## [Stated goal]
In the listing below, convert the lines starting at the one containing "the tree canopy" and ending at the end of the listing into a Markdown table with columns named Row and Listing line, skipping blank lines. Leave the pictures out.

## [Listing of photo object pointing]
* * * * *

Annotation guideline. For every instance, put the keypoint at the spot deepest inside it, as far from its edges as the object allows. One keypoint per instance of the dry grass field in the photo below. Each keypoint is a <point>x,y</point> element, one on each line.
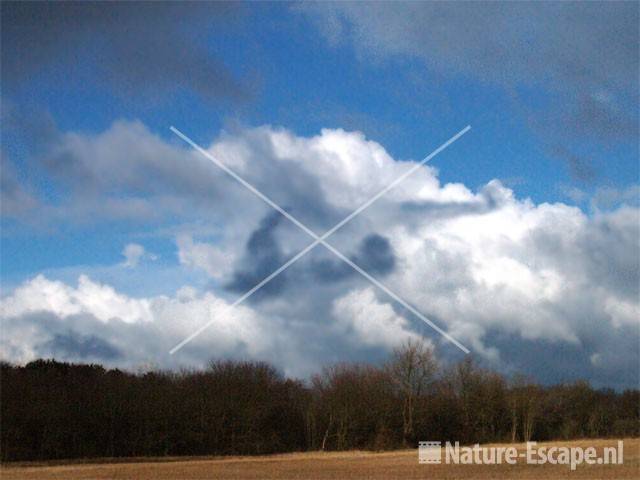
<point>335,465</point>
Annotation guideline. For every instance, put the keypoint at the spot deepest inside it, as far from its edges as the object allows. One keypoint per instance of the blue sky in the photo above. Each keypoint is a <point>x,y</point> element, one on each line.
<point>551,91</point>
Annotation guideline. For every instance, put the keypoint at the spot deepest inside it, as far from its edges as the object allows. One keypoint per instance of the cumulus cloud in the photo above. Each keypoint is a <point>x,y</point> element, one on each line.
<point>366,320</point>
<point>500,273</point>
<point>580,58</point>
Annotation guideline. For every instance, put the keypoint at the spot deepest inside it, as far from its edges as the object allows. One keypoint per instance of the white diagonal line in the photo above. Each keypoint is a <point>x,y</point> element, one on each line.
<point>396,297</point>
<point>321,239</point>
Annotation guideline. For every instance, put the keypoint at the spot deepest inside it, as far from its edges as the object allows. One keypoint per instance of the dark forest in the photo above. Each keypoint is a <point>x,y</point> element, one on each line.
<point>55,410</point>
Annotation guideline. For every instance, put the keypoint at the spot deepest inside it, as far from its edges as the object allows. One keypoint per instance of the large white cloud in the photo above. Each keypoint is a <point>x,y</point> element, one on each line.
<point>482,264</point>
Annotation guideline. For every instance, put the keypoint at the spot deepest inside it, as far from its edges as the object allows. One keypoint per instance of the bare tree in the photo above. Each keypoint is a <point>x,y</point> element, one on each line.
<point>412,367</point>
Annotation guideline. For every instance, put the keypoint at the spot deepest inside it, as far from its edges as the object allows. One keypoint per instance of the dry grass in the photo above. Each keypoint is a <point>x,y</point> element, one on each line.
<point>337,465</point>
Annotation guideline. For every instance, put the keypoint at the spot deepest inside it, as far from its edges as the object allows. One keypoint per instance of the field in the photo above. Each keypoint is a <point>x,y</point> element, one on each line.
<point>333,465</point>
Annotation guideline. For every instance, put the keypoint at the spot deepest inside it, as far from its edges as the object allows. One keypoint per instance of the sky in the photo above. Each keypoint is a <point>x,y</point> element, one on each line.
<point>521,239</point>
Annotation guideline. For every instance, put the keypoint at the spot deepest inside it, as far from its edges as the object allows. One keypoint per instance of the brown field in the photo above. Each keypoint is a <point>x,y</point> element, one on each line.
<point>335,465</point>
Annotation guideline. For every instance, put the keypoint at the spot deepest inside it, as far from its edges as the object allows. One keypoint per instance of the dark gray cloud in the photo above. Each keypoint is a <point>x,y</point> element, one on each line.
<point>262,257</point>
<point>264,254</point>
<point>583,56</point>
<point>374,255</point>
<point>141,48</point>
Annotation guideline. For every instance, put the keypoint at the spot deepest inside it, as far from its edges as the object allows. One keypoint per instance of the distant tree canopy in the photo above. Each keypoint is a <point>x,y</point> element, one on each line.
<point>55,410</point>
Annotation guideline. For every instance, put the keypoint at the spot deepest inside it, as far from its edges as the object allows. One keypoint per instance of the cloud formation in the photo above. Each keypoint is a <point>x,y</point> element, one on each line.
<point>568,64</point>
<point>498,272</point>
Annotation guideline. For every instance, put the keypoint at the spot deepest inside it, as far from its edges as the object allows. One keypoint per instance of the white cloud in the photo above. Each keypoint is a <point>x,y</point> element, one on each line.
<point>364,319</point>
<point>215,261</point>
<point>480,264</point>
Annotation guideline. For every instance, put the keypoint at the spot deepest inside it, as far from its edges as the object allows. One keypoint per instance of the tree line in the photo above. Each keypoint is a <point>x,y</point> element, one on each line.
<point>57,410</point>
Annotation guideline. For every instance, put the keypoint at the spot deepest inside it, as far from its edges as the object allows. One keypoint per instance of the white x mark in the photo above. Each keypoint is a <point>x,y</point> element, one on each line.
<point>321,239</point>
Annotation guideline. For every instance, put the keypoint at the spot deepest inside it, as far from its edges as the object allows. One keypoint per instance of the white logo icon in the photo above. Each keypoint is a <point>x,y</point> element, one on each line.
<point>429,452</point>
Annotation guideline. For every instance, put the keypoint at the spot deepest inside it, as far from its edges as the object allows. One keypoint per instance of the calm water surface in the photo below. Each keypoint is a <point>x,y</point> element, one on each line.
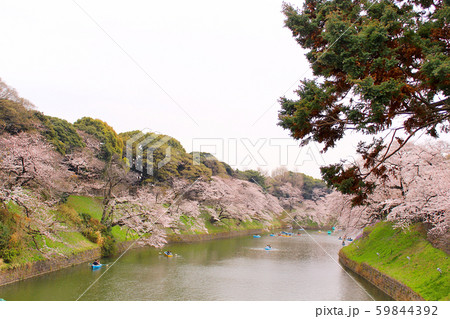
<point>230,269</point>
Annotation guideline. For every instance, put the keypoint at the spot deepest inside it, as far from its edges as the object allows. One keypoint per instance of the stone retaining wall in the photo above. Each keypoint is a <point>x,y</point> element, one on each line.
<point>387,284</point>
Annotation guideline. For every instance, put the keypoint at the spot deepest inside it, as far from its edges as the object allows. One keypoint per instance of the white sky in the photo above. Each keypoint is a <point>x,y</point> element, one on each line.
<point>225,63</point>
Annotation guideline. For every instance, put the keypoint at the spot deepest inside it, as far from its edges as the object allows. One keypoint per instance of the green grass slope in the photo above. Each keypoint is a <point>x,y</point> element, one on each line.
<point>406,256</point>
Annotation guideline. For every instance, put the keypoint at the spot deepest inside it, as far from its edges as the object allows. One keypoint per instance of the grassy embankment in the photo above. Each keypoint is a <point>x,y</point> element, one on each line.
<point>394,246</point>
<point>75,242</point>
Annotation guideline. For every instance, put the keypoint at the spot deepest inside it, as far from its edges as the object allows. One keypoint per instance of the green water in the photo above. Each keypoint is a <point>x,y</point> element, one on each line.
<point>230,269</point>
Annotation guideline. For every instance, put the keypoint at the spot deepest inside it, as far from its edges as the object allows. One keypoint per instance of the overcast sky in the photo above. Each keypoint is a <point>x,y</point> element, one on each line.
<point>208,73</point>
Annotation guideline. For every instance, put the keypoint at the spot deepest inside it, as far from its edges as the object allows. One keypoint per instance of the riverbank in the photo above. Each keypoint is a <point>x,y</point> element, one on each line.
<point>402,263</point>
<point>41,267</point>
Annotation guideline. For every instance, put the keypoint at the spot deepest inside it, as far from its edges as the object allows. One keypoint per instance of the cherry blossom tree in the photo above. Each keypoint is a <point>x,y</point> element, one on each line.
<point>414,188</point>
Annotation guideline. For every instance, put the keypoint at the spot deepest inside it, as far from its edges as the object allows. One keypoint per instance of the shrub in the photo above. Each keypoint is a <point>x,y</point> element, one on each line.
<point>111,143</point>
<point>14,117</point>
<point>62,134</point>
<point>108,246</point>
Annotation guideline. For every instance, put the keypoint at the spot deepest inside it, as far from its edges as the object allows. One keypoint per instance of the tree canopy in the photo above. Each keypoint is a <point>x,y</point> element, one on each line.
<point>379,66</point>
<point>111,142</point>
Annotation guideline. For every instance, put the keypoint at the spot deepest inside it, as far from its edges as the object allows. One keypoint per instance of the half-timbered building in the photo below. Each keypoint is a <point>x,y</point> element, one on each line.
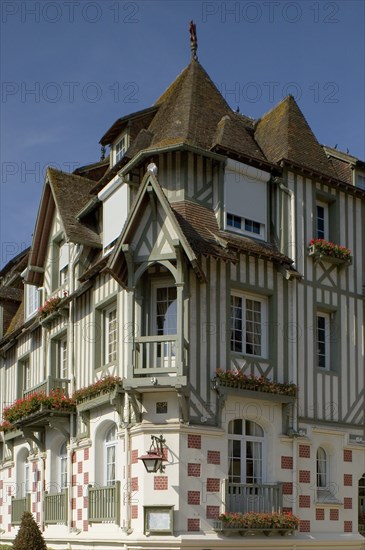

* * * * *

## [Final result]
| Row | Listing line |
|---|---|
| 1 | Annotation guideline. For every instance, put the keypoint at the spot deepest inside it, as far from its edges as the object allows. One keypoint per instance of the tree canopy in the photo above. Each keypoint is a <point>x,y</point> element, one on each line. |
| 2 | <point>379,66</point> |
| 3 | <point>111,142</point> |
| 4 | Annotation guideline. For every instance, put the keypoint at the spot deepest inside it, as far from its edges as the object allows. One keypoint per instance of the half-timbered building in the photo below. Each keypoint is a <point>x,y</point> element, one on each line. |